── Provided information

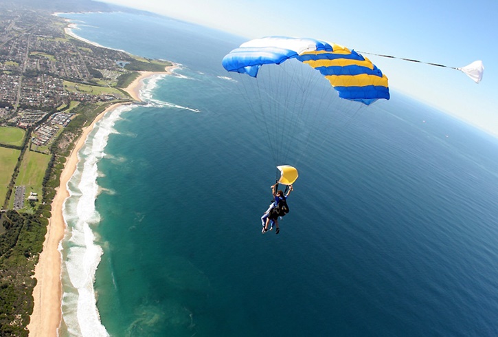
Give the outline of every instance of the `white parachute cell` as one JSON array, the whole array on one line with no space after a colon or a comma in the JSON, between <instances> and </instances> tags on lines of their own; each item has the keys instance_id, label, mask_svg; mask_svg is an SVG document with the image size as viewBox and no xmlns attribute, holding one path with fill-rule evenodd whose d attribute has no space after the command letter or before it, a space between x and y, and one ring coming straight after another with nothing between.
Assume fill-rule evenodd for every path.
<instances>
[{"instance_id":1,"label":"white parachute cell","mask_svg":"<svg viewBox=\"0 0 498 337\"><path fill-rule=\"evenodd\" d=\"M472 80L476 83L479 83L482 80L482 74L484 72L484 65L482 61L475 61L468 65L457 69L472 78Z\"/></svg>"}]
</instances>

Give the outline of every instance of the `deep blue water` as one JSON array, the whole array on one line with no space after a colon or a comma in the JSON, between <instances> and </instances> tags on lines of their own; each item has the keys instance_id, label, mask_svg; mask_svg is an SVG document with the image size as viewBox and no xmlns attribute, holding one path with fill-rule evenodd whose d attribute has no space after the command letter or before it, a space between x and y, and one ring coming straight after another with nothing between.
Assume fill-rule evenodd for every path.
<instances>
[{"instance_id":1,"label":"deep blue water","mask_svg":"<svg viewBox=\"0 0 498 337\"><path fill-rule=\"evenodd\" d=\"M102 190L89 222L107 333L498 334L498 140L396 91L368 108L336 99L302 121L313 132L284 133L306 146L288 156L299 178L280 234L262 235L273 145L220 65L242 40L164 18L65 17L84 39L183 65L89 142L104 145L86 183ZM67 213L81 217L71 205L84 195ZM91 308L75 307L68 279L63 334L97 336L75 318Z\"/></svg>"}]
</instances>

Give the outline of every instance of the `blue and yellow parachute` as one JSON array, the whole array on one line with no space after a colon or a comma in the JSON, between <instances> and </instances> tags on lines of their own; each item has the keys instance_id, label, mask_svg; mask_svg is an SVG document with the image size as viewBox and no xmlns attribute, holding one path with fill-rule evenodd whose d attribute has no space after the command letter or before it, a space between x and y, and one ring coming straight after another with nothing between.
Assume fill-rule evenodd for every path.
<instances>
[{"instance_id":1,"label":"blue and yellow parachute","mask_svg":"<svg viewBox=\"0 0 498 337\"><path fill-rule=\"evenodd\" d=\"M251 40L226 55L229 72L256 77L264 65L280 65L296 58L318 70L339 97L369 105L389 98L387 78L370 61L345 47L315 40L269 36Z\"/></svg>"}]
</instances>

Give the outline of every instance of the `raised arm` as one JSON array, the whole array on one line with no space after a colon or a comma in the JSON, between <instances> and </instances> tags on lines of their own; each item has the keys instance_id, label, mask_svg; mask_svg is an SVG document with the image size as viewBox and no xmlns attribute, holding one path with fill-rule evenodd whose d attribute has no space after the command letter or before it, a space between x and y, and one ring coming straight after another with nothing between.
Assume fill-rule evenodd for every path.
<instances>
[{"instance_id":1,"label":"raised arm","mask_svg":"<svg viewBox=\"0 0 498 337\"><path fill-rule=\"evenodd\" d=\"M288 191L287 191L287 194L285 195L285 197L288 197L288 195L291 194L291 192L294 191L294 188L292 186L292 185L288 186Z\"/></svg>"},{"instance_id":2,"label":"raised arm","mask_svg":"<svg viewBox=\"0 0 498 337\"><path fill-rule=\"evenodd\" d=\"M276 184L275 185L271 185L271 193L273 195L273 197L277 196L277 191L275 191L277 189L277 188L275 188L276 187L277 187Z\"/></svg>"}]
</instances>

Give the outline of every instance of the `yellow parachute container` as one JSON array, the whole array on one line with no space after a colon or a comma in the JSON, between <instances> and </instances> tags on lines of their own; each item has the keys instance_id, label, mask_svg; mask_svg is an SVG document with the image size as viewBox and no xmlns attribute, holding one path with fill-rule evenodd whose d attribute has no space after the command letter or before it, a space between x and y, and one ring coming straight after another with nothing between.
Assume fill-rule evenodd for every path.
<instances>
[{"instance_id":1,"label":"yellow parachute container","mask_svg":"<svg viewBox=\"0 0 498 337\"><path fill-rule=\"evenodd\" d=\"M284 185L291 185L296 181L299 175L295 167L289 165L280 165L277 166L280 171L280 179L278 180L279 184Z\"/></svg>"}]
</instances>

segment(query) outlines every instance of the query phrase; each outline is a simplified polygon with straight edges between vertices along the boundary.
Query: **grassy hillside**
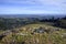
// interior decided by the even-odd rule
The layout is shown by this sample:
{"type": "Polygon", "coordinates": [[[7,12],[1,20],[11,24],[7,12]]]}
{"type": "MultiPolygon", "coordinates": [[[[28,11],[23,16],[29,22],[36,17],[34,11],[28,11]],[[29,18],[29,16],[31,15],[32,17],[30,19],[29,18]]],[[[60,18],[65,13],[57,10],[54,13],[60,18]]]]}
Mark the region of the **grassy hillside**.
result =
{"type": "Polygon", "coordinates": [[[66,44],[66,30],[44,23],[28,24],[4,36],[0,44],[66,44]]]}

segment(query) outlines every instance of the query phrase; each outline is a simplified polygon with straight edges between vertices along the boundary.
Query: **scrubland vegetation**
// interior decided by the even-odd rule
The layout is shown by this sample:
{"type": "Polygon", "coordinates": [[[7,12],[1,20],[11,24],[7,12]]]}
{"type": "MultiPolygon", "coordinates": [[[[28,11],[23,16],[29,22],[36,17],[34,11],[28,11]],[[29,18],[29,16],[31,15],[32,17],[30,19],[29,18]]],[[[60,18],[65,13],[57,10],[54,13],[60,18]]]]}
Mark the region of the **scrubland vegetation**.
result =
{"type": "Polygon", "coordinates": [[[66,18],[0,18],[0,44],[66,44],[66,18]]]}

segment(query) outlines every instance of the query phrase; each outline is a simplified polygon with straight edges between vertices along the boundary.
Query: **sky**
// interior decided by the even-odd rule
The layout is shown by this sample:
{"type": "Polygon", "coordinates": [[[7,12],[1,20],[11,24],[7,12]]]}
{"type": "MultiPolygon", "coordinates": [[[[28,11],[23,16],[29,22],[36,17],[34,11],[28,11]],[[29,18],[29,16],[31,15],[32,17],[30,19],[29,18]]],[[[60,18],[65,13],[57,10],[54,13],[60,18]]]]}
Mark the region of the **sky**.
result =
{"type": "Polygon", "coordinates": [[[0,14],[66,14],[66,0],[0,0],[0,14]]]}

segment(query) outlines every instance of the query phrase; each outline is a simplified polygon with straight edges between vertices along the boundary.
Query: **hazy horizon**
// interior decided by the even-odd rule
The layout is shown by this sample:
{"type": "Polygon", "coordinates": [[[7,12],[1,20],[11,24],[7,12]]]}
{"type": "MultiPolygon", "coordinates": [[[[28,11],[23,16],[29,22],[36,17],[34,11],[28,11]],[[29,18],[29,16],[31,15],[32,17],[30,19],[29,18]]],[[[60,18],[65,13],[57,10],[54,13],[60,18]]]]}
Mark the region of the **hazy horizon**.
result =
{"type": "Polygon", "coordinates": [[[66,14],[66,0],[0,0],[0,14],[66,14]]]}

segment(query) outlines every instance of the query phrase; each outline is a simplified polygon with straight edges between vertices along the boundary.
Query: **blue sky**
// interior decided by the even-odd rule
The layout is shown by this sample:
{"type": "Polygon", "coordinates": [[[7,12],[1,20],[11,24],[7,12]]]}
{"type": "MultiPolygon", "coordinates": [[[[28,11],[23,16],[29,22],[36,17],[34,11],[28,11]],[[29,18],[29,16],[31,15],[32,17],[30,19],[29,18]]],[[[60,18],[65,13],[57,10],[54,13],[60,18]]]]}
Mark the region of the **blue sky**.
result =
{"type": "Polygon", "coordinates": [[[66,14],[66,0],[0,0],[0,14],[66,14]]]}

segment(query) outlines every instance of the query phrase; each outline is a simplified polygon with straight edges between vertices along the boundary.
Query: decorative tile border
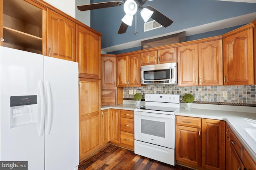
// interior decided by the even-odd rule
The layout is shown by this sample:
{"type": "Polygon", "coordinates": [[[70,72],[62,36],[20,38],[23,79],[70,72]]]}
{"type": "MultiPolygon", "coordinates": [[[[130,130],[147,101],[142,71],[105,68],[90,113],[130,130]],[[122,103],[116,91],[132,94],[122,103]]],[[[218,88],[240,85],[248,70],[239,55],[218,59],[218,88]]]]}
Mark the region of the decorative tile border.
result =
{"type": "Polygon", "coordinates": [[[146,94],[179,94],[180,100],[186,93],[194,96],[194,103],[210,104],[256,106],[256,86],[178,86],[177,84],[147,85],[144,87],[124,87],[124,99],[133,99],[133,95],[129,94],[129,89],[136,89],[137,92],[145,98],[146,94]],[[226,91],[227,97],[223,97],[223,92],[226,91]]]}

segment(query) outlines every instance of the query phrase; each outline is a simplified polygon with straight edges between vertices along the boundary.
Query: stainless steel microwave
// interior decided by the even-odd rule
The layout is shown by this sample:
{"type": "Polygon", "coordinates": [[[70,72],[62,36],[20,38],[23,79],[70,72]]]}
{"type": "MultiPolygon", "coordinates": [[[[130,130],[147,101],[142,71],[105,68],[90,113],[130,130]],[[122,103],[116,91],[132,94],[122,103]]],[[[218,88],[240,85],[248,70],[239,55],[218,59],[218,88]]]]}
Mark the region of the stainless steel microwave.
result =
{"type": "Polygon", "coordinates": [[[143,84],[177,84],[177,63],[140,66],[143,84]]]}

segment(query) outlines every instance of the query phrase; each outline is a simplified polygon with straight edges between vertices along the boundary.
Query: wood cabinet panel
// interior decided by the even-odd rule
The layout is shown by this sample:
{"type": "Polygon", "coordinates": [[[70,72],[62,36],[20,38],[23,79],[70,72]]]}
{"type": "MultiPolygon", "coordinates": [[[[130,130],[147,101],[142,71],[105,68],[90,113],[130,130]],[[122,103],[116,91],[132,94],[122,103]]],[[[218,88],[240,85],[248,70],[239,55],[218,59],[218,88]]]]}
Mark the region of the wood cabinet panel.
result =
{"type": "Polygon", "coordinates": [[[202,119],[202,166],[225,169],[225,122],[202,119]]]}
{"type": "Polygon", "coordinates": [[[120,130],[134,133],[134,121],[133,119],[120,117],[120,130]]]}
{"type": "Polygon", "coordinates": [[[198,44],[199,85],[223,85],[222,40],[198,44]]]}
{"type": "Polygon", "coordinates": [[[110,141],[110,113],[109,109],[101,111],[101,145],[110,141]]]}
{"type": "Polygon", "coordinates": [[[76,23],[49,9],[47,16],[47,55],[76,61],[76,23]]]}
{"type": "Polygon", "coordinates": [[[126,87],[128,82],[128,61],[126,56],[117,57],[116,64],[117,86],[126,87]]]}
{"type": "Polygon", "coordinates": [[[177,62],[177,47],[158,50],[157,54],[158,64],[177,62]]]}
{"type": "Polygon", "coordinates": [[[157,64],[157,51],[154,51],[142,53],[141,65],[155,64],[157,64]]]}
{"type": "Polygon", "coordinates": [[[115,55],[101,55],[101,86],[116,86],[116,57],[115,55]]]}
{"type": "Polygon", "coordinates": [[[176,116],[176,124],[191,127],[201,128],[201,118],[186,116],[176,116]]]}
{"type": "Polygon", "coordinates": [[[176,126],[176,158],[201,166],[201,129],[176,126]]]}
{"type": "Polygon", "coordinates": [[[178,47],[179,86],[198,86],[198,44],[178,47]]]}
{"type": "Polygon", "coordinates": [[[76,61],[79,77],[100,78],[100,37],[78,24],[76,61]]]}
{"type": "Polygon", "coordinates": [[[101,145],[100,81],[80,78],[79,88],[79,149],[81,160],[101,145]]]}
{"type": "Polygon", "coordinates": [[[224,85],[254,84],[253,28],[223,39],[224,85]]]}
{"type": "Polygon", "coordinates": [[[110,141],[117,143],[120,143],[120,113],[119,109],[110,109],[110,141]]]}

────

- _What is needed_
List every line in the rows above that contains the string "raised", copying each one in full.

- _Response_
Give the outline of every instance of the `raised arm` as one JSON array, the whole array on one line with no space after a colon or a comma in the JSON, between <instances> and </instances> tags on lines of their own; each item has the keys instance_id, label, mask_svg; mask_svg is an SVG document with the image size as viewBox and no xmlns attribute, holding one path with fill-rule evenodd whose d attribute has no space after the command letter or before it, a space between x and y, and one ring coming straight after another with nothing between.
[{"instance_id":1,"label":"raised arm","mask_svg":"<svg viewBox=\"0 0 498 337\"><path fill-rule=\"evenodd\" d=\"M288 191L287 191L287 194L285 195L285 197L288 197L288 195L291 194L291 192L294 191L294 188L292 186L292 185L288 186Z\"/></svg>"},{"instance_id":2,"label":"raised arm","mask_svg":"<svg viewBox=\"0 0 498 337\"><path fill-rule=\"evenodd\" d=\"M276 184L275 185L271 185L271 193L273 195L273 197L277 196L277 191L275 191L277 189L277 188L275 188L276 187L277 187Z\"/></svg>"}]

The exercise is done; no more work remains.